Task requirements:
Everything from the line holding "Where can the white soffit" to the end of the listing below should be copied exactly, line for line, minus the pictures.

Photo object pointing records:

------------

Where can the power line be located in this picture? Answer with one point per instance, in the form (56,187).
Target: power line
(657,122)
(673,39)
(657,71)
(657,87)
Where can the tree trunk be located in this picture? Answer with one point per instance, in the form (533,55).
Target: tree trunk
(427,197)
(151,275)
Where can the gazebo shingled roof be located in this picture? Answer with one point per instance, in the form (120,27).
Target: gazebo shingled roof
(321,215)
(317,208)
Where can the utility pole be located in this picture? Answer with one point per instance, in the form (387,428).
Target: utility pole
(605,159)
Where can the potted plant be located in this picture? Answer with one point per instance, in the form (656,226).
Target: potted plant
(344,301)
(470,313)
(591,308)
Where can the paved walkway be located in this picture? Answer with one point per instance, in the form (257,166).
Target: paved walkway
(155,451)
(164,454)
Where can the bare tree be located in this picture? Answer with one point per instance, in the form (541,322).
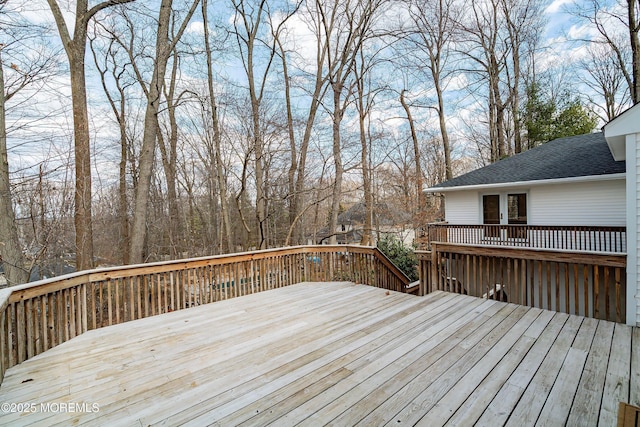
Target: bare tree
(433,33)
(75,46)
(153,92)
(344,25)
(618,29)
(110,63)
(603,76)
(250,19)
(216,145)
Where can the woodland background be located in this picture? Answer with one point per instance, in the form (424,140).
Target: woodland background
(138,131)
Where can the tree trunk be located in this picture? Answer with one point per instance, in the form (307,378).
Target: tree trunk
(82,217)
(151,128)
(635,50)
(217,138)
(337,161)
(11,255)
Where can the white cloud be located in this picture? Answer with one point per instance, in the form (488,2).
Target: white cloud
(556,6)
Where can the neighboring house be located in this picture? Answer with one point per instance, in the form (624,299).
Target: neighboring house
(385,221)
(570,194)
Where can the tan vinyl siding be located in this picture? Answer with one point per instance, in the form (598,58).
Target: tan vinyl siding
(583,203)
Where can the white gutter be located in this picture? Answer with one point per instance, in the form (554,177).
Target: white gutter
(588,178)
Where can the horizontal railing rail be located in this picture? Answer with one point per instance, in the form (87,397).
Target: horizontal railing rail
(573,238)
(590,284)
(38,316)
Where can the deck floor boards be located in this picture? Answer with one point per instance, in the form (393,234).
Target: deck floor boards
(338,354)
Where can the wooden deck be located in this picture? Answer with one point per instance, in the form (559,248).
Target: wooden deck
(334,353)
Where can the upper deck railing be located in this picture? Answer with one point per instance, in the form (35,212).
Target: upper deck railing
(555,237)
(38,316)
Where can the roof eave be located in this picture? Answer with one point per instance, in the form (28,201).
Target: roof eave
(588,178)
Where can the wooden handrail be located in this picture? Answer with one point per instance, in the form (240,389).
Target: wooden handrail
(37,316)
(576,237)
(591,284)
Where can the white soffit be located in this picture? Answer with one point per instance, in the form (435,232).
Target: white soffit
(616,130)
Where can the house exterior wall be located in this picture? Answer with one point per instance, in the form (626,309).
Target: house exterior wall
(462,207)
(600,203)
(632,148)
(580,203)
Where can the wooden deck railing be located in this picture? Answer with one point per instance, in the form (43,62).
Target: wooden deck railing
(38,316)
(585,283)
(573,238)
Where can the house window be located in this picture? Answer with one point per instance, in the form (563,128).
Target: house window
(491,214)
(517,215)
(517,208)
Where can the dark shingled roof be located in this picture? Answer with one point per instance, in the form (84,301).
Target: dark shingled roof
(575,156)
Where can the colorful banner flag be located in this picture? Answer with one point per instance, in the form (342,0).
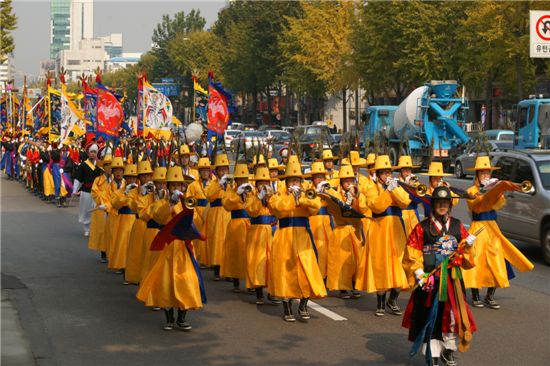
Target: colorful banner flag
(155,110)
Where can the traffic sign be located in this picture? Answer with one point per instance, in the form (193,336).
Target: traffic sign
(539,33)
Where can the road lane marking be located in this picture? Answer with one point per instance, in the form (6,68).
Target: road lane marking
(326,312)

------------

Exercise answer:
Where can the white soffit be located in this picture? Answer with one point per instance, in the form (435,232).
Target: white soffit
(616,130)
Where can the house exterior wall be located in this picture? Answer with one point per instance, in the form (626,309).
Target: house exterior wall
(462,207)
(600,203)
(632,148)
(580,203)
Where can the wooden deck railing be located in this picture? Answer with one point per instance, in the form (43,62).
Target: wooden deck railing
(38,316)
(585,283)
(573,238)
Where can the house window be located in this picture? Answer with one point per instance, in the form (563,128).
Target: house window
(491,214)
(517,215)
(517,208)
Where can the dark shingled roof be located in this picture? Answer with one point per instance, in the form (84,301).
Target: dark shingled roof
(575,156)
Where can the colorful banner flag be located in this picture? Answer with one point per instance, in the form (342,0).
Target: colorful banner flag
(155,110)
Where can the traffic sign be located in this picture? Answer with one point per instance, in the form (193,336).
Target: traffic sign
(539,33)
Where can the road lane marking be located in this picture? Answer with one point per instance, in the form (6,68).
Target: road lane marking
(326,312)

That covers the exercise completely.